● WHAT IS ASKED
Please swap "per instance" for "for each instance" everywhere in the data below, keeping every other part unchanged.

Excerpts from a point labeling dataset
☆ ☆ ☆
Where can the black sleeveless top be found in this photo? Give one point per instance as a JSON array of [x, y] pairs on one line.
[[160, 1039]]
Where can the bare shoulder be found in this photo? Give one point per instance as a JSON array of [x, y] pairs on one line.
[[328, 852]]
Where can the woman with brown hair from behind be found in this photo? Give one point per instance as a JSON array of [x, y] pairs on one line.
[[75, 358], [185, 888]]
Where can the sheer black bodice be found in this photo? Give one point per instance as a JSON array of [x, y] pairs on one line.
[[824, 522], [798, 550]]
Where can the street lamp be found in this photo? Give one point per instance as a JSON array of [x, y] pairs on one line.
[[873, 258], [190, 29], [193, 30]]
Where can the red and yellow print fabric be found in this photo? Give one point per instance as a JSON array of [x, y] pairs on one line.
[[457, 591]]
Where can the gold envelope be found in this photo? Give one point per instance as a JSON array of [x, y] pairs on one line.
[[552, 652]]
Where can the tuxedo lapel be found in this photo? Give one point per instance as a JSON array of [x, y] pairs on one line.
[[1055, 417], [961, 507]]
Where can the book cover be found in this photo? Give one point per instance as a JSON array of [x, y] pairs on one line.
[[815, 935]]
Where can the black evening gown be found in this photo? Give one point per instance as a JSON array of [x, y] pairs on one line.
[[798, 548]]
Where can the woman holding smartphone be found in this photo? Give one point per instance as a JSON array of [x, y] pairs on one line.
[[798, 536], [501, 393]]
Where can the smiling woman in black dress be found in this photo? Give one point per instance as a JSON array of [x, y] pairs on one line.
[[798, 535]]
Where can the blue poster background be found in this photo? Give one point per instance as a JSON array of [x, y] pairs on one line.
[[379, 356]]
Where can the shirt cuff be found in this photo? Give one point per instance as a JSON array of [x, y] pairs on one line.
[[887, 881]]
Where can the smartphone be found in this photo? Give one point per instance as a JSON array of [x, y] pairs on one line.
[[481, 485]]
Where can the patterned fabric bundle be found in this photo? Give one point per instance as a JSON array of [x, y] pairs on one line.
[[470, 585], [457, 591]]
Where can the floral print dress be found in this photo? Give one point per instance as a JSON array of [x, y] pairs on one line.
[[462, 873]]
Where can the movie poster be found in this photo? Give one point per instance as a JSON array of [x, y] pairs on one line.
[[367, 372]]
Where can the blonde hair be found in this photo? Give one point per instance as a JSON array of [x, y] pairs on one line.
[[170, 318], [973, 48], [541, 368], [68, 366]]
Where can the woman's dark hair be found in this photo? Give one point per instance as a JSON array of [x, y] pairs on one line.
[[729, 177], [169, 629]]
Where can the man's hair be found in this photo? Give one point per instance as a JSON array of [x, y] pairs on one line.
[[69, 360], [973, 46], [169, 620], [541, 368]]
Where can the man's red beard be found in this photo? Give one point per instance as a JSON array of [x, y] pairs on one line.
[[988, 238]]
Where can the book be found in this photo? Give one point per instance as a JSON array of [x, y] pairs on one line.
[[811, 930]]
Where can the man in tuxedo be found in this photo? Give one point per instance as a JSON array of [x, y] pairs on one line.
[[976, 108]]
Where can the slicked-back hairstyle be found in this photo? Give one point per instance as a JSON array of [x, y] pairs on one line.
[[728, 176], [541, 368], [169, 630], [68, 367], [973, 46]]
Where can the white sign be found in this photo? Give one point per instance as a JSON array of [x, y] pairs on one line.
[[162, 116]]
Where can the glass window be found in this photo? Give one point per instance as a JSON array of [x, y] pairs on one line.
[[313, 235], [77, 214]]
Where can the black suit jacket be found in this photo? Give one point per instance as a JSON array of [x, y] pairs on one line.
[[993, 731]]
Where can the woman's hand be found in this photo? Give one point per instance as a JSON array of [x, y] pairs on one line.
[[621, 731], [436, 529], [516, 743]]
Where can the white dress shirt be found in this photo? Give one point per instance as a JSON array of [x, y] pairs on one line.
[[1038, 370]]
☆ ☆ ☆
● TASK SOLUTION
Where can the black sleeveless top be found in this photo? Give one point for each instance as a JSON array of [x, y] pairs on one line.
[[160, 1039]]
Where can the bare shoulder be found in this photo? Give one point for each instance as a JSON array of [x, y] pairs on one line.
[[328, 852]]
Where can the woman with brown hair from behind be found in this photo? Give one point for each instance as a JSON array of [x, y] pairs on one line.
[[75, 358], [185, 888]]
Where can the sheer black bodice be found in this photo? Give one point for each instance as a JSON array of [x, y] pairs on one line.
[[824, 522], [798, 550]]
Where can the street lamp be found in this photo? Give one point for each instance as a JSON array of [x, y] pairs on one line.
[[873, 258], [190, 29], [193, 30]]
Where can the red and yellow print fabric be found in this photo? Give one point for each instance as a JSON array of [x, y] pairs on one line.
[[457, 591]]
Where can the gold envelope be found in this photo? Give one point for each instance as a JSON array of [x, y] pairs on one line.
[[552, 652]]
Where can the tuxedo lapel be found in this photo? Give one point for each instance as a JSON array of [x, y] pairs on one line.
[[1055, 417], [961, 507]]
Where can the book cover be found in this photo? Give one point for each instance as a JSON array of [x, y] pairs on one line.
[[815, 935]]
Where can the black evening gown be found in this photo? Give one point for each instance as a JSON array of [x, y] pairs on one line.
[[798, 548]]
Where can the woman holding smartphone be found in this photo? Give one point for each instance as a JSON array of [x, y] pairs on one line.
[[798, 536], [501, 393]]
Where can the smiling woman in black dress be found in this photo? Give one point for each instance as a JSON array of [x, y] pairs on one line.
[[798, 535]]
Where can the blue poster background be found in this photo? Give one point for each instance as a JSON array of [x, y] pairs on one line.
[[379, 356]]
Where can the shirt cuff be found in this photo? Give one point for each instance as a JSON array of [x, y] pairs on one line.
[[887, 881]]
Where can the smartphone be found in this photo? Give one point for each instance as a JSON array of [x, y] pairs on one line.
[[481, 485]]
Where can the patterned fabric bundle be found in this photo? Give one point for each instance as a JSON array of [x, y] pairs on one line.
[[470, 585], [457, 591]]
Where can the floral print dress be found in this photo? Give one point for each instance as a JSON array of [x, y] pairs on one line.
[[462, 873]]
Where can the movie poster be found in this photo? Give one point for each instance as a JSON array of [x, y] pairs on one line.
[[367, 372]]
Where can the blonde hair be found in this photo? Give one point for each instance as a JSON array of [x, y] pairs on one line.
[[170, 318], [973, 48], [541, 368], [68, 366]]
Where can the woman's dark hair be found in this photo? Give one point for each instance as a JSON array of [x, y] pairs on one line.
[[729, 177], [169, 629]]
Where can the man's hair be found in this photo? Give one point for each instance as a JSON array of [x, y] pairs on one line.
[[69, 360], [973, 46], [169, 620], [541, 368]]
Where can the man's red beard be found in this photo? Give one point for each instance as a JSON array of [x, y] pairs on one line.
[[988, 238]]
Where can the book be found in this photo? Give one point for each instance as a JSON array of [x, y] pairs on one line.
[[811, 930]]
Where can the man in tuxedo be found in this photo? Give one point for each instance as a JSON array of [x, y] pairs on one line.
[[976, 108]]
Where can the slicked-back hairstyle be found in this photo? Give one point for each instance as a JSON array of [x, y] pairs on one line.
[[728, 176], [541, 368], [169, 630], [68, 367], [973, 46]]
Where can the white sign be found in this photo? Give one point for each instance as a JSON array of [x, y] pairs on one line.
[[162, 116]]
Where can the glass window be found in this photo? Give one point for each instance as a JSON array of [x, y] pairs on one line.
[[313, 235], [77, 214]]
Where can the black suit jacket be found in this photo? Give one point for each instance as a JSON array of [x, y] pairs on one line.
[[993, 731]]
Where can the woman's hand be found in this photo? Give one point for each instance as a JSON array of [x, y] pairs on one line.
[[621, 731], [436, 529], [516, 743]]
Where can the white dress shirt be found in this photo? Give one point for each instance as a JSON array of [x, y] pairs on one line.
[[1038, 370]]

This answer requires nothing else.